━━━ Records to use ━━━

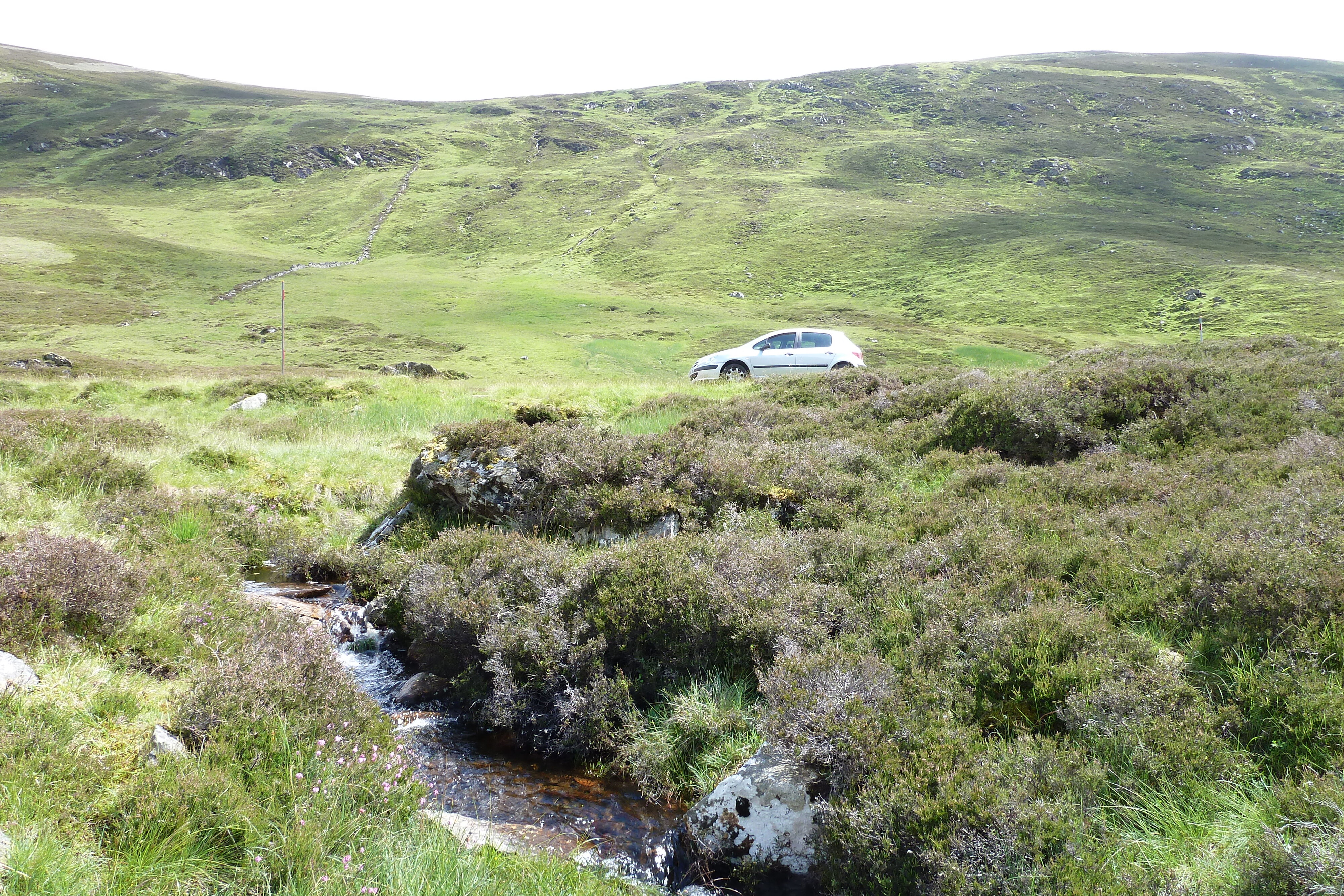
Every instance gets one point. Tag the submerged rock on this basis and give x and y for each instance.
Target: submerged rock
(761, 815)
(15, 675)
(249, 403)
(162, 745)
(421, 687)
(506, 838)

━━━
━━━ Records to use ━━━

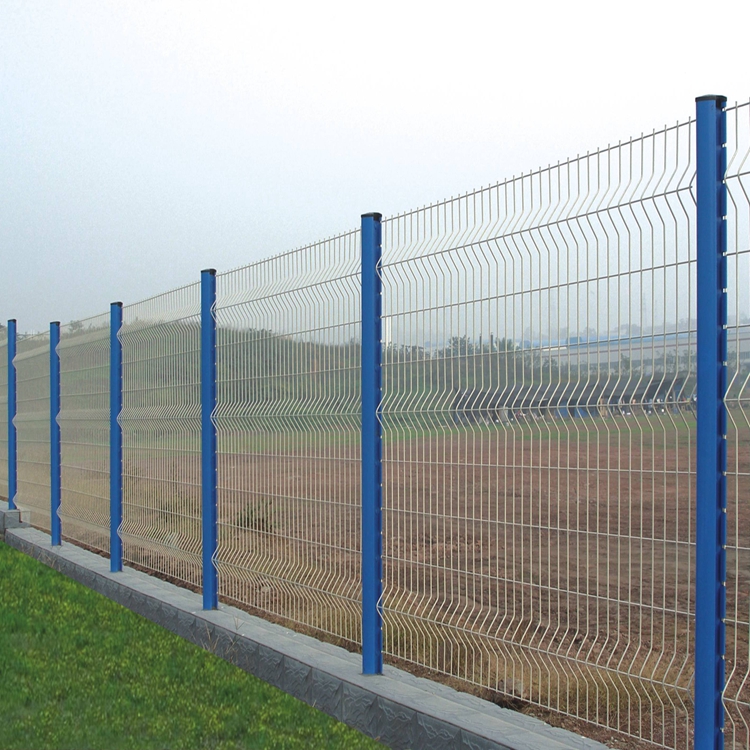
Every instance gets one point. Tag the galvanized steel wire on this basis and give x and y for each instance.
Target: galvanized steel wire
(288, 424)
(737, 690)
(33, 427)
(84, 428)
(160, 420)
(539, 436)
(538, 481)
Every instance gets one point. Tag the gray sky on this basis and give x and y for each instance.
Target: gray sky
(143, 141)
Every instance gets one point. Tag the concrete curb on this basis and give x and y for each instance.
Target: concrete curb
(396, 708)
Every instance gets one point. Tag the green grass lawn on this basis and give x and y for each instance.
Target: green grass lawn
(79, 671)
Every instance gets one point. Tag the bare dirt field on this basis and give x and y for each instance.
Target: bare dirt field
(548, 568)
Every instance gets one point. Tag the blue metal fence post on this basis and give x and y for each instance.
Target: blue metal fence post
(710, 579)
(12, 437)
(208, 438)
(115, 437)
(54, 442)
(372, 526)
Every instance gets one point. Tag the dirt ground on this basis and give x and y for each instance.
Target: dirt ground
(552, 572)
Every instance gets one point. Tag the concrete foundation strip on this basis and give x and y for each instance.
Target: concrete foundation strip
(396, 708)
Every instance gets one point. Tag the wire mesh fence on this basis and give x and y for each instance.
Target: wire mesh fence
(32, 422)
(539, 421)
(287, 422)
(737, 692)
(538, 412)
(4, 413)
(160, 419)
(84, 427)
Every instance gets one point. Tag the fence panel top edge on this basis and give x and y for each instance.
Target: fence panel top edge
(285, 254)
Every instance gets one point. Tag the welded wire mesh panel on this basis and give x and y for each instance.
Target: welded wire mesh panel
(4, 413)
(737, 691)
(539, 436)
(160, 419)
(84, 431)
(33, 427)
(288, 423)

━━━

Work item: Lines wanted from the listing above: the line with "Every instance gets one point. Tag the gray" up to and including the line with "Every instance gets one point. Tag the wire". Please write them out exactly, adding nothing else.

Exercise result:
Every instance gets one point. Tag the gray sky on this basis and give x and y for each instance.
Target: gray sky
(143, 141)
Every instance gets one point. Tag the concrete curb on this basis and give x and y for each instance.
Target: concrete curb
(396, 708)
Every instance gets one point. Tag the green grass lawn on this basis and give x and y for each instance.
Target: green grass lawn
(79, 671)
Every instance gets one point. Tag the bare dirt field on this basis and give x and y for each instance.
Target: bare dirt field
(548, 568)
Every instance gets one point. Tag the blue metal fence post on this basis and give x and y for each instance.
Target: blue metal fence post
(710, 579)
(12, 437)
(208, 438)
(115, 437)
(54, 442)
(372, 526)
Every instance gets one point. Tag the dirt ground on this basis and give x and y for each instance.
Target: dirt ground
(552, 572)
Every instance gets one point. Tag the concrete foundation strip on this basis and give x and y for each instance.
Target: concrete foundation strip
(396, 708)
Every instance gets one point. Tag the wire mesh fence on this basis and give x and y for each instance.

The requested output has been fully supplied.